▶ **Problem requirements**
Could you reproduce, word for word, the part of the listing below that runs from the line containing "of the short" down to the line containing "point(57, 153)", with both of those lines included?

▶ **Exercise materials**
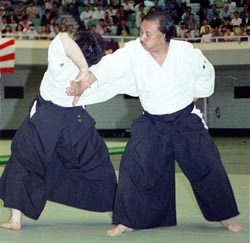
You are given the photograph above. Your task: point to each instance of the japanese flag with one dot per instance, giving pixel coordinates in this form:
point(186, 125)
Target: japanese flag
point(7, 55)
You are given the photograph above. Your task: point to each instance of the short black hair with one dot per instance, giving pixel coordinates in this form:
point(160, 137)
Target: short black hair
point(166, 23)
point(91, 44)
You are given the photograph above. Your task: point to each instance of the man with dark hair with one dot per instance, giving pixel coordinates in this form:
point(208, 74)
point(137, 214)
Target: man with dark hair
point(168, 76)
point(57, 153)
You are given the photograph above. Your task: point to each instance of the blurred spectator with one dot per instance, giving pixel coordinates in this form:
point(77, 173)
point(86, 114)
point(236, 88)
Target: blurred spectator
point(31, 33)
point(225, 13)
point(128, 8)
point(98, 12)
point(228, 34)
point(215, 21)
point(122, 28)
point(3, 22)
point(117, 18)
point(232, 6)
point(19, 9)
point(246, 19)
point(211, 12)
point(175, 16)
point(55, 9)
point(63, 25)
point(217, 33)
point(44, 34)
point(25, 22)
point(191, 22)
point(244, 10)
point(41, 10)
point(99, 27)
point(226, 25)
point(203, 27)
point(7, 31)
point(46, 18)
point(12, 18)
point(181, 30)
point(86, 16)
point(168, 7)
point(204, 6)
point(32, 10)
point(19, 32)
point(67, 6)
point(111, 10)
point(236, 20)
point(108, 19)
point(54, 31)
point(71, 30)
point(207, 36)
point(51, 24)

▶ **Full solution**
You are given the photograph above. Your task: point to each instance of the short black hair with one dot per instance, giving pixel coordinates in this form:
point(160, 137)
Target: short black hair
point(166, 23)
point(91, 44)
You are given the photograph above. Your task: point to each instance of the man with dark hair with one dot per instance, giving pixel coordinates in this form:
point(208, 74)
point(137, 214)
Target: man with dark hair
point(168, 76)
point(57, 153)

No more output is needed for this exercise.